## BEGIN
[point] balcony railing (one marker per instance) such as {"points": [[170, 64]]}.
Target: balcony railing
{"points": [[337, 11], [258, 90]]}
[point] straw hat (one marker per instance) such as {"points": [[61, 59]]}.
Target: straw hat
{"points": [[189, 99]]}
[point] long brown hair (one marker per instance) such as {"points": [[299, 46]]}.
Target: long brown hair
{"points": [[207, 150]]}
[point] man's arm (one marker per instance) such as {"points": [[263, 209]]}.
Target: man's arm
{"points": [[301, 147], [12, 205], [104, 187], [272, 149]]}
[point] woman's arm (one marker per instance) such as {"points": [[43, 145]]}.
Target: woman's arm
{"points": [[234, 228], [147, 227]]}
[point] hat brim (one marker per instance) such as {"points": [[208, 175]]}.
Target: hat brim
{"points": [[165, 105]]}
## END
> **Request**: Please rewrite all of the data above, requests included, and rescale every point coordinate in the answers by 2.05, rounding each result to a whole number with halves rounded up. Keep the numbers in the requests and their format samples unchanged.

> **Answer to the task**:
[point] balcony railing (one marker per instance) such as {"points": [[170, 64]]}.
Target: balcony railing
{"points": [[691, 23], [529, 185]]}
[point] straw hat (one marker per instance) such as {"points": [[61, 59]]}.
Target: straw hat
{"points": [[387, 203]]}
[point] long brown hair (one marker per instance) such as {"points": [[299, 46]]}.
Target: long brown hair
{"points": [[424, 308]]}
[point] man's arm (one marker per instance) such as {"points": [[263, 209]]}.
Target: man's arm
{"points": [[617, 301], [25, 420], [213, 383], [558, 305]]}
[point] woman's arm (one marker per instance) such as {"points": [[43, 145]]}.
Target: woman's arm
{"points": [[480, 467], [301, 465]]}
[point] hat brim (one marker per instance) such as {"points": [[208, 175]]}.
Target: hat brim
{"points": [[338, 215]]}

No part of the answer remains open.